• _What the task requires_: Please copy all the material below word for word, line by line, with nothing added or changed.

____________

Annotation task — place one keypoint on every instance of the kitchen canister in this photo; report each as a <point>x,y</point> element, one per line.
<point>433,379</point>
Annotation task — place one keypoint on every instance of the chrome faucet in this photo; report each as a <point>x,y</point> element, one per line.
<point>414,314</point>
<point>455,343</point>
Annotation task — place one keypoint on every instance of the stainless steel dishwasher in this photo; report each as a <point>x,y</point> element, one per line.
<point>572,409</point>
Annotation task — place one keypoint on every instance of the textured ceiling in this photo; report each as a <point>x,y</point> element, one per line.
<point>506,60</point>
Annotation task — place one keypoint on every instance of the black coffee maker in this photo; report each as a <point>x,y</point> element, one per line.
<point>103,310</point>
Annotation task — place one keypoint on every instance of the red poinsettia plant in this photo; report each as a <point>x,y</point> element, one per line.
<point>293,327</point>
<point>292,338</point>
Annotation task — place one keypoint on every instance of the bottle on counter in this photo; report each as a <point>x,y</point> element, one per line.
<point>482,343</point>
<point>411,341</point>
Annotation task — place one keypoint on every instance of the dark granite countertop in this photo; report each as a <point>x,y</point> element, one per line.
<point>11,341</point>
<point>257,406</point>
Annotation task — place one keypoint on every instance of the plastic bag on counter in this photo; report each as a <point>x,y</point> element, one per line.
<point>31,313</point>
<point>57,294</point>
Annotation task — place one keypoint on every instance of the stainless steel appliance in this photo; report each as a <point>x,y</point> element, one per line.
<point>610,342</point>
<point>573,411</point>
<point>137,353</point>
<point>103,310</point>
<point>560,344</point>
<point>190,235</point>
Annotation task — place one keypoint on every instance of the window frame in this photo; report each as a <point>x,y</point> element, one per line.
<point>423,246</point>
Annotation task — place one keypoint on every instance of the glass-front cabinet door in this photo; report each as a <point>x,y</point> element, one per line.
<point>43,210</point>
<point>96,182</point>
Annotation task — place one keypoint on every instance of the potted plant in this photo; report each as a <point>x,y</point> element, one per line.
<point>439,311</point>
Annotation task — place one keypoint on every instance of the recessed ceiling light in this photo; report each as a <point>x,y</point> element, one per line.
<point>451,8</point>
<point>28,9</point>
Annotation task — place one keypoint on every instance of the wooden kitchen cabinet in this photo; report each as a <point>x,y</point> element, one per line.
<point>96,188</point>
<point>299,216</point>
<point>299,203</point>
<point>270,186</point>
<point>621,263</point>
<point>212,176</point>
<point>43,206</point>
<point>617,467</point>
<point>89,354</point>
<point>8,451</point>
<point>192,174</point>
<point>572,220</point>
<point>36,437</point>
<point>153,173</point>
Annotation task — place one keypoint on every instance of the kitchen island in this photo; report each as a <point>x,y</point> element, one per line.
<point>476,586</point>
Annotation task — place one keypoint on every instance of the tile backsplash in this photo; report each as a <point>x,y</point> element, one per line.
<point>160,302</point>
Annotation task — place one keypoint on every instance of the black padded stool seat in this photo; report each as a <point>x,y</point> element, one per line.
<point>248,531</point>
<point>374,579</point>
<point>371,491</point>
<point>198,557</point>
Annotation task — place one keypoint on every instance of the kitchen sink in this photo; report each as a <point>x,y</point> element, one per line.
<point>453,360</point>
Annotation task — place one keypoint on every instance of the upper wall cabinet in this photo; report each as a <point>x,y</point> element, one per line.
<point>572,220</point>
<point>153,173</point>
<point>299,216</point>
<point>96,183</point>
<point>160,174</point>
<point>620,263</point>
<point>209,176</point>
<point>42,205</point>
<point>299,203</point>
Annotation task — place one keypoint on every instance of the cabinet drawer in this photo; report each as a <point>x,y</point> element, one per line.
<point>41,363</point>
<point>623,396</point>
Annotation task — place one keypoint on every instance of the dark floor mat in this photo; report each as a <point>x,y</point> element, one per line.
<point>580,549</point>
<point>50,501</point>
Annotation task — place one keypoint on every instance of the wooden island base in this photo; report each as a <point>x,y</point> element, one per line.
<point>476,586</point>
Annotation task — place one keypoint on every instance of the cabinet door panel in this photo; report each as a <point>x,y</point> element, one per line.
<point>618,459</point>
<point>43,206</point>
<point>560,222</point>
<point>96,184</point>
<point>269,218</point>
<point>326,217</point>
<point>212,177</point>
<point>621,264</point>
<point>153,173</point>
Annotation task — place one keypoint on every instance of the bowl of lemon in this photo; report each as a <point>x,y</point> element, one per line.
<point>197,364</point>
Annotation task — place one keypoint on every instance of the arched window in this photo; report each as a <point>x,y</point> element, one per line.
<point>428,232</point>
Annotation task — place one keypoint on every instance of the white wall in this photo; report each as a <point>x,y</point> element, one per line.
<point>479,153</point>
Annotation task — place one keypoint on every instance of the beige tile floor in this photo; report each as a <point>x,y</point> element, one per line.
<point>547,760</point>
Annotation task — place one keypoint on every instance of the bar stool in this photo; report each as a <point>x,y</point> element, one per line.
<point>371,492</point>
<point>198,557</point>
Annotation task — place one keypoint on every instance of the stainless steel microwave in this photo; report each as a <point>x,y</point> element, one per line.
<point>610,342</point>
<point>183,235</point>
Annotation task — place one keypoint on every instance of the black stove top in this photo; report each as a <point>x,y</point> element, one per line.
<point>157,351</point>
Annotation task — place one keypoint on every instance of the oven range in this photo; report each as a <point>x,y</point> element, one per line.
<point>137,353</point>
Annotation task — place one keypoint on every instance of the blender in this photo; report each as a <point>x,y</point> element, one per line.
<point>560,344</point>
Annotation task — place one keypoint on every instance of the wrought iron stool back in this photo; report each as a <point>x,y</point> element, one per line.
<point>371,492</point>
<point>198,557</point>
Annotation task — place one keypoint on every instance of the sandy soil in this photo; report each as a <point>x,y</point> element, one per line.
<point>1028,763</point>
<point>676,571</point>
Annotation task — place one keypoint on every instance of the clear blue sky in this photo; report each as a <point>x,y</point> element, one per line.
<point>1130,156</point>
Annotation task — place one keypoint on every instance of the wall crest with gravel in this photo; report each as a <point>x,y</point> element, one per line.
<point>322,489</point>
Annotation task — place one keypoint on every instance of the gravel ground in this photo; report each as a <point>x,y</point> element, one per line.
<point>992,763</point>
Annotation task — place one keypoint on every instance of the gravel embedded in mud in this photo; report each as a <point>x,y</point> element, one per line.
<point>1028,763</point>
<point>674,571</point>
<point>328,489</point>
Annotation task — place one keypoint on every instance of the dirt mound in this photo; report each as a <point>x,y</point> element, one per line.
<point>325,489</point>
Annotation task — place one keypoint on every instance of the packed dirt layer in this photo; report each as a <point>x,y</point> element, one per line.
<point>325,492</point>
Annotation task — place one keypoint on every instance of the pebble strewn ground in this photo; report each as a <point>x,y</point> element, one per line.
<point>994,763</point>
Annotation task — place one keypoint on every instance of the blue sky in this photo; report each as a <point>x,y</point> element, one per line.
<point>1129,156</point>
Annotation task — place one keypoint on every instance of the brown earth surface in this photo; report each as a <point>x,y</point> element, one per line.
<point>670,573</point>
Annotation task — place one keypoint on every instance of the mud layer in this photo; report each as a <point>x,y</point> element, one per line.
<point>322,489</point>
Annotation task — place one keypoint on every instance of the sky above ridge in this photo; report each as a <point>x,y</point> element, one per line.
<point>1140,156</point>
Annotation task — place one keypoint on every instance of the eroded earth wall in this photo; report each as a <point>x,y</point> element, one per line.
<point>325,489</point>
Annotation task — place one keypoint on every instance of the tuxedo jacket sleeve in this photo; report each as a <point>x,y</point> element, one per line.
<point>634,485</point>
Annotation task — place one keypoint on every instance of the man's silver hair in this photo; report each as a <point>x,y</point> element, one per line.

____________

• _Answer to this exercise_:
Annotation task — place one keypoint on every instance of the kitchen canister in this photo; report each as a <point>x,y</point> element, one per line.
<point>433,379</point>
Annotation task — place one keypoint on every instance of the chrome faucet in this photo; report each as a <point>x,y</point> element, one per line.
<point>414,314</point>
<point>455,343</point>
Annotation task — place one keypoint on every instance of the stainless steel dishwasher in this photo; report each as a <point>x,y</point> element, one per line.
<point>572,409</point>
Annotation task — place one keypoint on every instance of the textured ceiling in this photo; report each as a <point>x,y</point> element, one per line.
<point>506,60</point>
Annotation task — place one keypoint on every instance of the black coffee maker in this photo; report each as a <point>x,y</point> element, one per line.
<point>103,310</point>
Annotation task — place one keypoint on every instance of the red poinsettia plant in this photo; report each as a <point>x,y</point> element, one per line.
<point>293,327</point>
<point>292,338</point>
Annotation task — place one keypoint on every instance of the bottle on counter in this photo; report each as a <point>x,y</point> element, one per line.
<point>482,343</point>
<point>411,341</point>
Annotation task — place one keypoint on every instance of the dark granite countertop in this photo; report each as a <point>x,y</point> element, one per line.
<point>11,341</point>
<point>257,406</point>
Annotation task — place one keypoint on every instance of the plastic bag on counter in this photo; report each as a <point>x,y</point> element, one per line.
<point>31,313</point>
<point>57,294</point>
Annotation task — place one keypoint on every instance of the stainless steel appliance in this photo; report each as a <point>x,y</point> element, one per line.
<point>610,342</point>
<point>573,411</point>
<point>137,353</point>
<point>103,310</point>
<point>560,344</point>
<point>190,235</point>
Annotation task — place one keypoint on every instance of the window frame in this photo; report each as a <point>x,y</point> element, one per line.
<point>423,246</point>
Annotation task — place one keypoint on every instance of the glass-front cabinet door in this photo; report each as a <point>x,y</point> element, one per line.
<point>43,210</point>
<point>96,182</point>
Annotation task — place one keypoint on every instance of the potted plant in this photo; report each as a <point>x,y</point> element, one per line.
<point>439,311</point>
Annotation task — place one keypoint on every instance of the recessed ceiling light in this photo; report each as a <point>x,y</point> element, one per line.
<point>451,8</point>
<point>28,9</point>
Annotation task — place one keypoint on every instance of the wooden kitchen cabinet in this photo; report each as a <point>x,y</point> element, one per line.
<point>96,188</point>
<point>299,216</point>
<point>299,203</point>
<point>270,186</point>
<point>621,263</point>
<point>212,176</point>
<point>43,206</point>
<point>617,467</point>
<point>89,354</point>
<point>8,451</point>
<point>192,174</point>
<point>572,220</point>
<point>36,437</point>
<point>153,173</point>
Annotation task — place one keypoint on every instance of the kitchen island in this photo; report each as a <point>x,y</point> element, one per line.
<point>476,586</point>
Annotation task — place one keypoint on every instance of the tile backsplash in this photo; report each as a <point>x,y</point> element, one per line.
<point>160,302</point>
Annotation task — place one keypoint on every instance of the black padded stool seat in this photo; report each as a <point>x,y</point> element, one per line.
<point>248,531</point>
<point>374,579</point>
<point>371,491</point>
<point>198,557</point>
Annotation task — place one keypoint on every instance of the kitchen sink in this photo; report each as a <point>x,y</point> element, one per line.
<point>453,360</point>
Annotation task — place one keypoint on every instance of the upper wall cabinet in this photo; report each as a <point>x,y</point> element, one per line.
<point>572,220</point>
<point>153,173</point>
<point>299,216</point>
<point>96,183</point>
<point>160,174</point>
<point>620,263</point>
<point>209,176</point>
<point>42,205</point>
<point>299,203</point>
Annotation task — place one keypoint on every instance of the cabinet drawer in this photo; report each as a <point>x,y</point> element, one per line.
<point>41,363</point>
<point>623,396</point>
Annotation task — place one keypoint on every instance of the dark floor mat in this photo; report each as a <point>x,y</point> element, one per line.
<point>580,549</point>
<point>50,501</point>
Annotation task — place one keypoint on every instance of the wooden island base in this photo; report each as a <point>x,y</point> element, one per line.
<point>476,586</point>
Annotation task — place one keypoint on every instance of the cabinet door panel in this photo; report each as a <point>x,y</point> element, one per line.
<point>618,459</point>
<point>43,206</point>
<point>560,222</point>
<point>96,184</point>
<point>269,218</point>
<point>326,217</point>
<point>212,177</point>
<point>621,264</point>
<point>153,173</point>
Annotation task — place one keypoint on every instance of the bowl of lemon in this photo; report each as a <point>x,y</point> element, one per line.
<point>197,364</point>
Annotation task — place one keypoint on every instance of the arched window in this photo; report each as a <point>x,y</point> element, one per line.
<point>428,232</point>
Annotation task — place one keypoint on every instance of the white wall in this photo; report each as a <point>x,y</point> element, one per line.
<point>479,153</point>
Annotation task — place one keypoint on every instance of the beige tile floor in this photo; report each as a <point>x,y</point> element, one per line.
<point>547,760</point>
Annotation task — place one keypoint on every instance of the bar stool in this photo; report each as a <point>x,y</point> element, one per line.
<point>371,492</point>
<point>198,557</point>
Annotation task — place one keypoint on every instance of the stainless steel microwave in this photo; report each as a <point>x,y</point> element, one per line.
<point>610,342</point>
<point>183,235</point>
Annotation task — place one keypoint on every instance of the black stove top in this photo; report each as a <point>x,y</point> element, one per line.
<point>157,351</point>
Annotation task — place one keypoint on every instance of the oven range in this photo; report each as a <point>x,y</point> element, one per line.
<point>137,353</point>
Annotation task — place one keypoint on every instance of the blender in this photo; report each as a <point>x,y</point> element, one per line.
<point>560,344</point>
Annotation task — place one keypoint on every instance of the wrought iron stool back in this photo; report each as a <point>x,y</point> element, one per line.
<point>371,492</point>
<point>198,557</point>
Annotation task — place one keypoint on every instance of the sandy soil in this photo; report each as a <point>x,y</point> element, one per line.
<point>1028,763</point>
<point>676,571</point>
Annotation task — place one keypoint on every instance of the clear blue sky in this photo; report each as a <point>x,y</point> element, one per line.
<point>1130,156</point>
Annotation task — place one keypoint on every instance of the wall crest with gravel in this photo; report each as a <point>x,y</point> element, one per line.
<point>322,489</point>
Annotation task — place one keypoint on every instance of the gravel ground in this photo; report each as a <point>x,y</point> element, one per line.
<point>992,763</point>
Annotation task — place one keypoint on every instance of the gravel embedded in mud in this photo; report each as a <point>x,y</point> element, one per line.
<point>1028,763</point>
<point>674,571</point>
<point>328,489</point>
Annotation task — place one keypoint on every instance of the dirt mound in this photo; report each as a <point>x,y</point> element, one per line.
<point>325,489</point>
Annotation task — place one keypoint on every instance of the packed dirt layer in this photo; report each as a <point>x,y</point> element, one per line.
<point>325,492</point>
Annotation task — place one keypoint on every instance of the pebble strewn ground in this photo; report each as a <point>x,y</point> element, one per line.
<point>994,763</point>
Annotation task — place one keypoint on every instance of the blue sky in this photo; report each as a <point>x,y</point> element, one per line.
<point>1129,156</point>
Annotation task — place one keypoint on every instance of the brown earth surface in this photo; report each as a <point>x,y</point> element, one per line.
<point>670,573</point>
Annotation task — place one keypoint on every instance of the mud layer in this photo; report each as a <point>x,y</point> element, one per line.
<point>322,489</point>
Annotation task — place one keypoint on every instance of the sky above ridge in this photo; report each as a <point>x,y</point> element, one per line.
<point>1140,156</point>
Annotation task — place one keypoint on every instance of the eroded earth wall in this photo; report each as a <point>x,y</point> element, one per line.
<point>325,489</point>
Annotation task — place one keypoint on every instance of the tuxedo jacket sleeve in this photo; report each as a <point>x,y</point> element, one per line.
<point>634,485</point>
Annotation task — place one keypoint on every instance of the man's silver hair in this photo; report each as a <point>x,y</point> element, one per line.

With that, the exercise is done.